Trevor N. Haas 1 and Michael N. Solms 2
1. Department of Civil Engineering, Stellenbosch University, Matieland, South Africa
2. Department of Civil Engineering, Stellenbosch University, Matieland, South Africa, AECOM, Middle East, Abu Dhabi

Abstract—Various methods are used to analyse infrastructure subjected to seismic loading. These range from push over analysis to acceleration time history analysis. The acceleration time history analysis is widely regarded as a superior method for analysing infrastructure in seismic prone regions. However, the disadvantage is that this method can be computationally expensive depending on the size of the structure as well as the number of and length of the acceleration time histories used. The traditional approach also chooses the largest value of a parameter, i.e. shear force or bending moments, as the maximum value, which could lead to significant inaccuracies. The proposed method uses two acceleration time histories based on a minimum and maximum intensity earthquake which is obtained from the displacement profiles for a particular peak ground acceleration, which uses less acceleration time histories compared to the traditional approaches. A “picking” algorithm is also used to determine the maximum parameter magnitude thereby eliminating the possibility of choosing outlier values. This leads to the method providing a minimum and maximum parameter magnitude, leading to a parameter force band. Once the design capacity of a section is known and superimposed with the force band, it allows the design engineer to immediately visualize the robustness of a section.
========================================================================
WORK TASK A: In the abstract on seismic analysis methods, what does the proposed method use to determine the maximum parameter magnitude?
WORK TASK B: Reproduce the records from their beginning through the line containing "positive clicks: (395, 294)", with "one target" replaced by "one object" and nothing else altered. Omit the pictures from your answer.
========================================================================
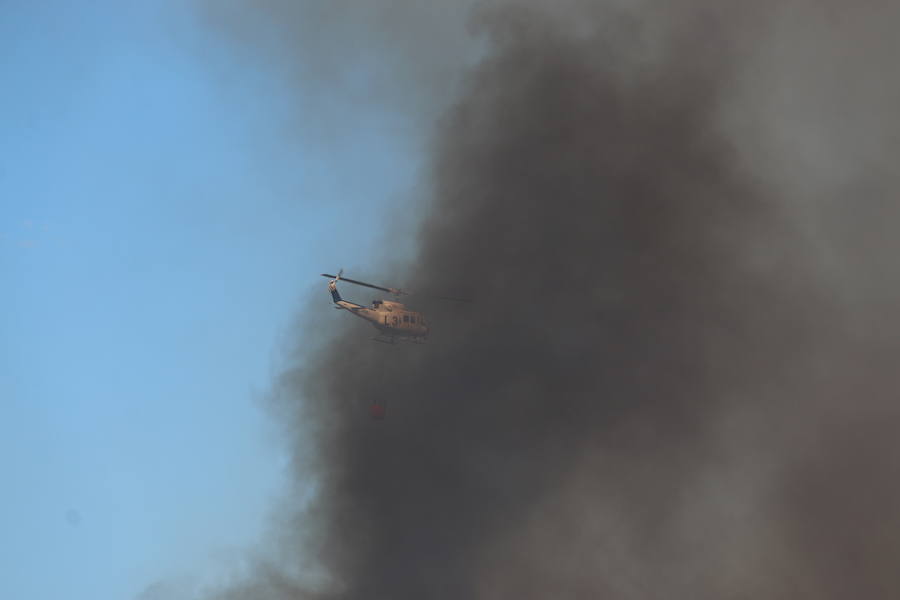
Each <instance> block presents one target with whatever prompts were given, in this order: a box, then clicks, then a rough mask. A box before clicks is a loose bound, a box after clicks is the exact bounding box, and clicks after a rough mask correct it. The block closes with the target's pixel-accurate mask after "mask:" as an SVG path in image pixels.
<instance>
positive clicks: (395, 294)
mask: <svg viewBox="0 0 900 600" xmlns="http://www.w3.org/2000/svg"><path fill="white" fill-rule="evenodd" d="M343 275H344V270H343V269H341V270H340V271H338V274H337V275H330V274H328V273H322V277H328V278H329V279H331V281H329V282H328V291H329V292H331V299H332V300H333V301H334V304H335V308H337V309H343V310H346V311H348V312H350V313H351V314H353V315H355V316H357V317H359V318H361V319H365V320H366V321H369V322H370V323H371V324H372V325H373V326H374V327H375V329H377V330H378V336H377V337H375V338H372V339H374V340H375V341H377V342H384V343H387V344H393V343H395V342H396V341H398V340H399V341H403V342H413V343H417V344H423V343H425V342H426V341H427V339H428V332H429V328H428V322H427V321H426V320H425V315H424V314H422V313H420V312H417V311H414V310H411V309H409V308H407V307H406V306H405V305H404V304H402V303H400V302H397V301H396V300H373V301H372V305H371V306H363V305H361V304H355V303H353V302H348V301H347V300H344V299H343V298H341V294H340V292H338V290H337V282H338V281H346V282H347V283H352V284H354V285H361V286H363V287H368V288H372V289H376V290H381V291H383V292H388V293H389V294H392V295H394V296H395V297H398V298H399V297H400V296H403V295H408V294H409V292H407V291H405V290H401V289H399V288H392V287H383V286H380V285H374V284H371V283H366V282H365V281H357V280H356V279H350V278H347V277H344V276H343ZM436 298H439V299H441V300H453V301H456V302H469V300H467V299H463V298H451V297H448V296H436Z"/></svg>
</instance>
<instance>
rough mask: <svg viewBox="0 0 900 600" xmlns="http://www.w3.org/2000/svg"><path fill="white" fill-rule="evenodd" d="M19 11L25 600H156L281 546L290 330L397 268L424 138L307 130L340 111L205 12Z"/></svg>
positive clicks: (3, 43) (16, 102) (0, 458)
mask: <svg viewBox="0 0 900 600" xmlns="http://www.w3.org/2000/svg"><path fill="white" fill-rule="evenodd" d="M0 11H2V14H0V76H2V88H0V89H2V93H0V275H2V282H3V290H4V293H3V295H2V296H0V471H2V473H3V488H2V490H3V493H2V494H0V531H2V539H3V541H2V543H0V597H2V598H23V599H24V598H28V599H29V600H49V599H58V598H91V599H92V600H106V599H110V600H112V599H121V598H131V597H135V596H136V595H138V594H140V593H141V590H143V589H144V588H146V586H147V585H149V584H151V583H153V582H154V581H159V580H166V579H168V578H173V579H177V578H179V577H182V576H185V575H190V576H192V577H193V576H203V574H204V573H208V572H211V571H215V570H216V569H219V568H224V567H223V565H225V564H226V563H227V562H228V560H230V559H228V558H227V557H229V556H235V555H240V554H241V553H242V552H244V551H246V550H248V549H252V548H253V546H254V544H256V543H257V542H259V540H260V539H261V537H262V536H263V532H264V530H265V527H266V522H267V515H268V514H269V513H270V511H271V509H272V507H273V506H274V503H275V501H276V500H277V498H278V495H279V492H280V490H282V488H283V486H284V485H285V470H284V468H285V464H286V457H285V456H284V449H283V447H282V445H281V444H280V443H279V442H278V436H277V435H276V433H277V425H276V424H275V423H273V422H272V420H271V418H270V416H269V415H268V414H267V413H266V410H265V408H264V407H265V402H264V399H265V396H266V392H267V390H268V389H269V386H270V382H271V380H272V378H273V376H274V374H276V373H277V372H278V370H279V369H280V368H281V366H282V365H283V362H284V359H283V356H282V349H283V348H284V347H285V345H286V340H290V339H291V336H292V335H294V334H293V333H292V330H291V327H290V325H291V323H293V322H294V319H295V317H296V316H297V315H298V314H299V311H300V310H301V309H302V302H303V301H304V300H305V299H306V298H307V294H308V292H309V291H310V290H311V289H315V286H321V288H322V293H321V299H322V302H323V303H324V304H327V302H328V296H327V293H326V291H325V289H324V283H325V281H324V280H323V279H320V278H317V274H318V273H320V272H323V271H327V270H330V269H336V268H338V267H340V266H344V267H347V268H348V271H349V272H353V271H352V269H353V268H354V267H357V268H363V269H365V268H367V267H369V266H371V261H370V259H371V258H374V257H377V256H383V255H385V252H384V251H383V250H379V249H378V248H380V247H381V244H382V243H383V242H384V238H383V236H384V234H383V233H382V232H383V231H384V225H385V222H386V221H394V219H390V218H387V219H386V217H389V216H390V215H391V214H394V213H396V212H400V213H403V214H404V216H402V217H400V222H404V221H408V218H409V211H408V210H407V209H400V210H398V208H397V207H400V206H402V205H403V203H404V202H406V201H407V200H408V199H409V198H410V196H411V194H413V193H414V190H415V187H416V178H417V175H416V174H417V173H418V172H419V170H420V166H421V165H420V164H419V162H418V161H419V159H418V158H417V153H416V152H415V151H414V148H415V147H416V144H417V143H418V142H416V141H414V140H409V139H403V137H402V136H399V137H398V136H395V135H392V132H393V131H394V126H395V123H393V122H392V121H391V117H390V116H389V115H386V113H385V112H384V111H383V110H379V109H378V108H377V107H374V108H371V109H369V110H368V111H367V109H365V108H359V107H357V108H356V110H358V111H359V112H358V113H357V114H356V115H355V117H356V120H355V126H354V127H353V129H352V131H351V130H334V131H333V132H332V133H333V135H329V136H328V139H327V140H325V139H323V137H322V135H321V131H322V129H321V128H318V129H316V128H312V129H316V130H317V131H318V132H319V133H311V134H304V133H303V132H304V131H310V130H311V129H310V128H304V127H303V126H302V123H303V121H304V120H308V121H309V123H310V124H312V123H315V122H316V121H317V120H318V119H320V115H317V114H315V110H314V107H315V106H321V105H322V103H318V104H317V103H307V104H304V102H303V100H302V98H303V94H304V90H302V89H300V90H297V89H294V88H290V89H289V86H287V84H286V83H285V82H284V81H283V80H282V78H281V74H280V73H279V72H278V70H277V67H273V68H272V69H267V68H265V67H264V65H263V64H262V63H261V61H259V60H253V59H246V60H245V59H242V58H241V57H240V56H238V55H237V53H236V52H235V51H234V49H233V48H232V47H231V44H230V43H229V42H228V41H227V40H225V39H224V38H223V36H222V35H219V34H218V33H217V32H216V31H214V30H213V29H212V28H210V27H209V25H208V24H207V23H205V22H204V19H203V17H202V15H199V14H198V12H197V9H196V7H194V8H192V7H190V6H189V5H188V4H187V3H180V2H174V1H172V2H159V3H133V4H132V3H120V2H91V3H70V2H57V3H53V2H48V3H31V2H24V1H23V2H5V3H4V4H3V7H2V8H0ZM263 62H264V61H263ZM321 93H322V92H321V90H319V91H318V92H317V94H321ZM325 100H326V102H325V104H327V103H328V100H329V99H328V98H325ZM331 104H332V105H333V106H337V108H334V110H341V109H342V108H341V99H340V98H339V97H338V98H335V99H334V101H333V102H332V103H331ZM298 106H301V107H302V106H306V107H307V109H306V110H307V112H304V111H303V110H298ZM309 107H313V108H309ZM323 118H326V119H327V117H323ZM351 173H352V176H348V174H351ZM398 283H403V282H398ZM363 300H366V299H363ZM317 312H318V314H322V313H321V311H317ZM329 316H331V315H330V313H329ZM198 574H199V575H198Z"/></svg>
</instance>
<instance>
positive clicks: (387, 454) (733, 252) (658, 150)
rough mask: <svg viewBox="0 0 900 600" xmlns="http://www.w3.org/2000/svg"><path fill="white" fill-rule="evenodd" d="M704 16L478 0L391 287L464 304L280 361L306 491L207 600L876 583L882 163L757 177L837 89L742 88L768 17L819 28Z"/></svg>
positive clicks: (893, 459) (775, 586) (833, 587)
mask: <svg viewBox="0 0 900 600" xmlns="http://www.w3.org/2000/svg"><path fill="white" fill-rule="evenodd" d="M666 4H668V3H666ZM707 4H708V5H709V6H716V7H717V8H715V9H712V8H709V7H707V6H706V5H707ZM728 4H730V3H720V2H716V3H712V2H710V3H703V2H692V3H679V7H680V8H679V10H678V11H676V10H675V9H672V8H666V9H665V10H663V9H660V8H658V7H657V8H652V5H651V6H650V7H645V8H644V9H643V10H642V11H635V10H633V9H628V10H625V9H622V8H620V9H618V10H612V9H604V10H599V9H596V8H592V9H590V10H588V9H585V8H574V5H571V4H570V5H568V8H567V9H566V10H563V9H555V10H554V11H552V12H548V11H545V10H542V9H539V8H535V7H533V6H529V5H527V4H526V3H507V4H503V5H498V6H482V7H480V8H479V9H478V11H477V12H476V13H475V15H476V16H475V17H473V19H472V23H473V27H474V28H475V29H476V31H478V32H480V35H482V36H483V39H488V40H489V43H488V45H487V47H486V50H485V52H486V54H485V56H484V58H483V60H481V62H480V64H479V65H478V66H477V68H475V69H473V71H472V72H470V73H469V74H468V75H467V77H466V79H465V81H464V84H463V86H462V88H463V89H462V91H461V95H460V97H459V98H458V101H457V102H456V103H455V104H454V106H453V107H452V108H451V109H450V110H449V112H448V113H447V114H446V115H445V116H444V118H443V120H442V121H441V123H440V125H439V126H438V127H437V130H436V133H435V137H434V143H433V160H432V163H431V164H432V168H431V191H432V198H431V200H430V204H429V207H428V212H427V216H426V218H425V220H424V223H423V224H422V225H421V229H420V231H419V233H418V239H419V247H418V252H417V255H416V256H415V257H414V258H413V259H412V260H411V264H412V265H413V267H412V272H411V274H410V276H409V277H407V278H405V279H406V280H407V281H409V282H410V283H411V284H414V285H415V287H417V288H419V289H425V290H432V291H449V292H452V293H454V294H458V295H468V296H471V297H473V298H475V300H476V301H475V302H474V303H473V304H471V305H462V306H441V305H439V304H437V303H434V302H430V301H428V300H426V299H420V300H418V301H416V300H413V301H412V302H413V303H415V304H416V307H417V308H422V309H424V310H426V312H427V313H428V315H429V317H430V319H431V321H432V327H433V334H432V338H433V339H432V340H431V342H430V343H429V345H427V346H424V347H423V346H400V347H395V348H391V347H382V346H376V345H375V344H372V343H370V342H368V340H367V339H366V332H365V331H363V330H362V329H361V328H352V329H348V330H346V331H344V332H342V333H341V334H339V335H338V336H337V337H335V338H334V339H332V340H330V341H329V343H328V344H327V345H325V346H324V347H323V348H322V349H320V350H317V351H316V353H315V354H314V355H312V356H306V357H305V358H304V362H303V364H301V365H299V366H298V367H297V369H296V370H295V371H292V372H290V373H287V374H286V375H285V377H284V378H283V380H282V381H281V382H280V386H281V387H280V401H279V402H280V404H279V406H280V407H281V408H282V410H284V411H285V413H284V415H285V418H286V419H287V421H288V423H289V429H290V430H291V431H295V432H297V435H296V439H295V440H294V443H295V451H296V462H295V464H296V475H297V477H298V479H301V480H306V479H308V478H310V477H313V478H314V480H315V482H316V491H315V494H314V497H313V498H312V500H311V501H310V502H309V503H308V504H307V503H305V502H304V503H302V505H300V506H295V507H288V512H289V513H290V517H289V518H286V519H285V526H284V529H283V532H282V534H283V539H282V540H281V542H282V544H283V546H282V547H281V552H282V557H281V559H282V560H281V561H273V562H272V564H269V565H268V566H266V567H260V568H259V570H258V571H256V572H254V573H251V574H250V575H249V576H248V577H247V579H246V580H245V581H243V582H242V583H239V584H237V585H235V586H233V587H231V588H229V589H228V590H224V591H222V592H220V593H219V596H220V597H221V598H264V599H282V598H328V599H331V598H342V599H343V598H367V599H368V598H371V599H398V600H400V599H421V598H429V599H444V598H446V599H460V598H486V599H487V598H490V599H493V598H521V599H538V598H541V599H544V598H592V599H593V598H621V599H639V598H710V599H713V598H717V599H718V598H792V599H793V598H817V599H821V598H836V599H837V598H842V599H843V598H896V597H900V570H898V569H897V561H898V559H900V511H898V509H897V507H898V506H900V487H898V486H900V478H898V475H900V441H898V440H900V438H898V434H897V424H898V415H900V412H898V410H897V408H896V407H895V406H894V404H895V403H894V402H893V397H894V396H895V395H896V393H895V391H896V390H897V389H898V386H897V384H898V376H897V375H896V372H897V369H896V366H895V363H896V358H897V350H898V338H897V334H898V333H900V332H898V326H897V324H896V322H897V321H896V317H897V312H898V311H897V309H896V305H895V302H896V299H897V286H896V276H893V275H892V274H891V271H890V269H889V268H888V267H887V266H886V265H891V264H892V262H893V260H892V259H885V257H884V254H885V253H887V252H890V251H892V250H896V247H897V244H896V242H894V241H893V240H892V239H890V238H889V237H888V236H889V235H890V232H891V231H892V230H893V223H896V222H897V220H896V219H897V211H896V207H895V204H896V190H897V187H896V185H895V184H896V181H895V179H894V177H895V176H894V175H892V174H886V173H884V168H883V165H882V167H881V170H878V169H875V170H874V171H868V170H867V165H866V164H862V163H861V164H859V165H858V166H857V167H854V166H853V165H848V164H846V162H844V163H843V164H842V168H843V172H844V173H845V174H846V175H845V176H844V178H843V180H842V181H841V182H840V184H839V185H838V183H837V182H834V181H831V182H829V180H828V177H827V176H826V175H825V173H833V170H832V168H833V166H834V165H833V164H830V162H829V161H830V160H832V159H834V160H841V161H846V160H847V159H848V158H849V157H852V156H853V150H852V149H848V148H844V149H843V150H842V152H834V151H830V150H822V151H821V152H820V153H819V154H817V155H815V156H812V155H811V154H806V156H808V157H810V156H811V158H808V160H807V161H806V162H805V163H800V164H798V166H797V171H794V170H792V169H788V168H786V167H784V165H783V164H782V165H780V167H781V168H782V169H783V170H781V171H777V172H776V171H775V163H776V162H777V161H776V160H773V159H772V157H771V155H770V154H767V152H768V150H767V148H768V149H771V148H779V147H780V146H779V145H778V143H773V142H767V141H766V135H768V134H769V133H771V132H774V131H776V130H777V131H787V132H791V131H795V132H796V131H797V130H796V129H792V122H791V118H792V117H793V116H796V115H798V114H800V113H801V112H802V114H804V115H809V114H816V112H817V111H818V112H828V108H827V107H832V106H839V104H833V103H832V101H833V98H832V99H830V100H829V99H824V100H822V101H821V103H818V104H817V103H816V99H815V95H814V94H811V93H809V91H810V90H815V89H816V87H815V85H813V84H812V83H810V84H809V85H806V84H804V85H798V86H797V88H796V89H795V92H796V98H797V101H798V102H803V103H809V104H807V105H805V106H804V107H803V108H804V110H803V111H800V110H798V109H796V107H793V108H792V107H791V106H789V105H784V106H782V105H780V104H778V103H777V102H774V103H770V105H768V106H767V105H765V104H764V103H763V102H762V101H761V100H760V99H762V98H765V97H766V95H765V94H764V93H763V92H760V91H759V90H758V89H755V88H753V90H752V92H751V91H748V90H751V88H752V87H753V86H754V85H762V84H763V83H764V82H768V83H770V84H771V83H772V82H777V81H779V80H781V81H784V80H786V79H787V75H785V73H786V72H788V73H789V72H790V69H787V71H784V70H779V69H780V67H781V65H776V67H772V68H769V69H768V70H766V69H765V68H763V67H760V66H759V65H760V64H762V63H759V62H757V63H754V62H753V60H756V58H759V57H763V58H765V57H768V59H766V60H774V59H772V56H775V57H776V58H777V57H779V56H780V55H779V50H778V48H779V46H777V44H776V45H774V46H771V45H767V44H769V43H770V42H771V43H772V44H775V42H773V41H772V40H780V41H779V42H778V43H781V44H782V46H780V48H781V50H780V52H782V53H783V54H784V59H785V64H787V65H788V66H790V65H791V57H796V56H797V55H798V54H797V53H796V52H794V50H795V48H793V47H792V46H791V44H790V43H788V42H785V40H791V39H793V38H791V37H790V36H788V37H785V36H784V31H783V30H779V29H778V27H779V25H783V24H784V23H787V24H788V25H785V27H787V28H788V29H790V28H791V27H795V26H797V23H802V22H804V21H805V20H806V21H808V20H809V18H810V17H816V18H819V17H821V15H820V14H819V13H818V12H815V11H813V10H812V9H809V10H810V11H812V12H811V14H809V15H807V14H806V13H803V11H800V12H799V13H792V14H790V15H787V16H785V15H784V14H782V13H780V12H779V11H775V10H767V11H763V10H762V9H759V8H757V9H754V11H753V13H754V14H753V15H748V14H744V15H737V16H735V15H734V14H732V13H733V9H734V8H735V7H734V6H731V7H729V6H727V5H728ZM873 7H875V5H874V4H873V5H871V6H869V7H868V8H867V9H866V10H868V11H869V12H865V11H863V9H860V11H861V12H864V14H863V16H860V15H859V14H854V15H851V16H852V17H855V18H856V19H857V21H854V25H853V27H854V28H855V29H853V31H855V32H856V34H857V35H860V36H861V35H862V33H861V32H864V31H865V30H866V28H865V27H861V26H860V25H859V23H860V22H875V21H877V19H873V18H872V15H873V14H876V12H875V11H876V8H873ZM727 8H731V9H732V12H729V11H728V10H726V9H727ZM798 10H799V9H798ZM822 10H830V11H831V13H835V14H836V16H834V18H835V19H837V21H836V23H837V25H835V27H836V28H839V27H840V19H841V18H843V17H842V15H843V16H846V14H847V13H846V11H845V10H844V8H843V7H840V6H838V5H836V7H834V8H832V9H828V7H827V6H825V7H824V8H823V9H822ZM813 13H814V14H813ZM831 13H829V14H831ZM878 14H881V13H878ZM890 14H895V13H890ZM751 17H752V18H751ZM823 18H824V17H823ZM829 18H830V17H829ZM736 22H739V23H737V24H736ZM815 22H816V23H819V22H821V21H820V20H816V21H815ZM825 22H830V21H828V19H825ZM748 23H749V24H748ZM750 24H752V27H751V25H750ZM773 31H774V33H773ZM760 32H767V33H766V34H765V36H763V34H761V33H760ZM820 33H821V32H819V33H816V32H813V33H812V34H810V35H811V37H813V38H814V39H816V40H817V41H816V43H819V44H821V43H822V40H823V39H824V40H826V41H828V40H829V39H830V38H829V35H830V34H828V35H826V34H824V33H823V34H821V35H820ZM826 33H828V32H826ZM420 34H421V32H420ZM756 36H760V37H756ZM779 36H781V37H779ZM416 39H418V38H416ZM796 43H797V44H799V45H802V44H801V42H796ZM848 43H849V42H848ZM755 44H759V48H757V50H758V52H756V50H754V48H755ZM829 44H830V42H829V43H826V44H824V46H822V47H824V48H831V49H833V46H831V45H829ZM763 46H765V48H763ZM876 46H877V44H872V45H870V46H869V50H868V51H865V50H860V49H859V46H853V48H852V52H851V51H850V50H849V49H848V53H847V54H846V56H844V55H841V56H843V57H844V58H845V60H844V62H843V63H841V64H839V65H838V66H837V67H836V68H837V69H838V72H836V73H835V77H842V76H844V75H846V76H847V77H848V78H851V81H856V83H857V84H858V83H860V81H863V79H861V77H863V76H862V75H860V74H859V73H860V71H858V70H857V69H858V68H861V67H863V66H867V67H869V68H871V69H875V71H870V72H878V71H877V66H878V63H877V61H879V60H883V57H882V56H881V55H880V52H881V51H883V50H885V49H886V48H889V47H890V45H882V46H878V47H877V48H876ZM773 47H774V50H773ZM805 47H807V48H809V47H815V44H812V45H811V46H810V45H807V46H805ZM876 50H877V51H876ZM754 52H756V54H753V53H754ZM853 52H857V53H858V55H857V57H856V58H853V56H852V53H853ZM801 54H802V53H801ZM751 55H752V56H751ZM754 57H756V58H754ZM763 58H759V60H763ZM775 62H777V61H775ZM753 64H756V66H757V68H759V69H763V70H762V71H753V69H751V68H750V66H751V65H753ZM764 66H765V65H764ZM769 67H771V64H770V65H769ZM798 76H799V75H798ZM854 77H855V78H856V79H852V78H854ZM779 78H784V79H779ZM884 86H885V87H884V88H883V89H884V90H893V91H892V92H891V93H894V92H895V91H896V89H897V86H896V81H885V82H884ZM877 89H879V90H880V89H882V88H877ZM860 93H867V94H871V93H872V90H863V91H862V92H860ZM741 94H743V95H744V99H742V97H741ZM804 94H805V95H804ZM868 97H869V96H866V98H868ZM746 98H752V99H754V101H756V100H760V103H758V104H756V105H755V106H754V107H753V108H750V109H747V110H743V109H746V108H747V107H748V106H749V102H748V101H747V100H746ZM895 99H896V96H895ZM866 102H868V100H866V99H859V98H852V97H851V98H849V99H848V100H847V102H846V103H845V108H849V109H852V108H858V107H865V106H868V104H866ZM788 104H789V103H788ZM876 104H877V103H876ZM791 111H794V112H791ZM884 114H887V113H884ZM742 115H743V116H742ZM882 116H883V115H882ZM844 118H847V119H853V118H854V115H853V114H852V113H850V114H845V115H844ZM866 120H877V119H875V117H874V116H873V115H871V114H867V115H866ZM821 125H822V127H823V128H825V129H826V130H827V127H828V123H827V122H825V121H823V122H822V123H821ZM875 125H877V126H878V127H882V128H883V130H884V131H888V130H889V131H894V132H895V133H896V123H884V122H878V123H876V124H875ZM875 125H873V129H874V127H875ZM839 129H840V130H843V128H839ZM735 132H743V135H745V136H746V139H745V140H741V139H736V138H735ZM801 133H802V132H801ZM797 135H800V134H797ZM882 135H883V132H882ZM860 137H862V136H860ZM821 140H822V141H826V140H827V141H829V142H832V141H833V142H838V141H840V140H838V139H831V138H830V137H829V135H825V134H823V135H822V137H821ZM852 141H853V140H848V143H850V142H852ZM805 142H806V143H809V138H808V137H807V138H806V139H805ZM767 144H768V145H767ZM788 146H789V147H788V148H787V149H784V148H783V147H782V148H781V149H782V155H781V156H782V157H788V156H792V154H791V153H792V152H793V153H794V154H793V156H798V155H799V154H801V153H803V152H805V151H804V150H801V149H800V148H804V146H803V144H802V143H798V144H794V145H791V144H788ZM870 149H871V148H870ZM878 151H879V152H881V153H884V152H893V154H892V156H894V157H895V158H896V156H897V154H896V148H893V149H889V148H888V147H887V146H885V145H879V146H878ZM823 156H824V157H826V158H822V157H823ZM817 157H818V158H817ZM893 165H896V162H894V163H893ZM801 175H802V176H803V177H811V178H818V179H817V181H818V184H817V185H816V184H813V183H809V182H799V181H798V179H799V178H800V176H801ZM867 181H868V183H866V182H867ZM813 192H815V193H818V194H822V201H823V204H822V206H821V207H817V206H810V205H809V203H808V202H804V200H805V199H807V196H808V195H811V194H812V193H813ZM825 194H827V196H826V195H825ZM847 194H853V195H854V196H855V197H854V198H852V199H850V200H847V202H851V203H854V204H845V203H842V202H841V199H842V198H844V199H846V195H847ZM795 196H796V197H795ZM848 206H859V207H860V208H859V211H860V212H858V213H857V212H856V211H855V210H850V209H848ZM846 213H853V214H854V218H853V219H849V220H846V221H845V220H844V219H842V218H840V219H839V218H837V217H841V216H842V215H845V214H846ZM798 215H799V216H800V217H802V218H798ZM886 223H890V224H891V225H886ZM876 224H877V227H876ZM870 227H871V228H874V231H876V233H877V236H876V238H875V239H871V238H870V237H869V234H868V232H869V228H870ZM854 248H855V249H854ZM871 264H874V265H876V270H875V271H874V272H875V273H877V277H875V276H873V275H869V276H867V275H866V274H865V273H860V272H858V269H859V268H861V267H862V266H864V265H871ZM356 275H357V274H351V276H356ZM360 275H361V274H360ZM348 295H349V294H348ZM873 315H877V318H873ZM375 401H378V402H382V403H386V404H387V406H388V418H387V419H386V420H384V421H381V422H373V421H371V420H369V419H368V418H367V412H366V408H367V406H368V404H370V403H371V402H375ZM310 440H312V441H310ZM311 449H312V450H311Z"/></svg>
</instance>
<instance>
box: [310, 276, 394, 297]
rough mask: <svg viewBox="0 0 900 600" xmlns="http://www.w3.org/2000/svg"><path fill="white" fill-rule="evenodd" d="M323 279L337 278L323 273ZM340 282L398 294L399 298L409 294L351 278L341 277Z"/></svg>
mask: <svg viewBox="0 0 900 600" xmlns="http://www.w3.org/2000/svg"><path fill="white" fill-rule="evenodd" d="M322 277H328V278H331V279H335V276H334V275H329V274H328V273H322ZM340 280H341V281H346V282H347V283H353V284H356V285H361V286H363V287H370V288H372V289H376V290H381V291H382V292H388V293H389V294H396V295H398V296H399V295H401V294H406V293H407V292H404V291H403V290H400V289H397V288H386V287H382V286H380V285H373V284H371V283H366V282H365V281H357V280H356V279H350V278H349V277H341V279H340Z"/></svg>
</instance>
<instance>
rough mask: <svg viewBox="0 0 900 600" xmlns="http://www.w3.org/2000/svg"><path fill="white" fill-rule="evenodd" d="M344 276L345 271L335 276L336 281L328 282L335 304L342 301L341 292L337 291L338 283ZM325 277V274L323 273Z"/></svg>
mask: <svg viewBox="0 0 900 600" xmlns="http://www.w3.org/2000/svg"><path fill="white" fill-rule="evenodd" d="M343 274H344V269H341V270H340V271H338V274H337V275H334V276H333V277H334V279H332V280H331V281H329V282H328V291H329V292H331V299H332V300H333V301H334V303H335V304H337V303H338V302H340V301H341V300H342V298H341V294H340V292H338V291H337V282H338V281H340V279H341V275H343ZM323 275H324V273H323ZM326 277H332V275H326Z"/></svg>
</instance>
========================================================================
TASK RESULT A: A "picking" algorithm.

TASK RESULT B:
Each <instance> block presents one object with whatever prompts were given, in this order: a box, then clicks, then a rough mask. A box before clicks is a loose bound, a box after clicks is the exact bounding box, and clicks after a rough mask correct it. The block closes with the target's pixel-accurate mask after "mask:" as an SVG path in image pixels.
<instance>
positive clicks: (395, 294)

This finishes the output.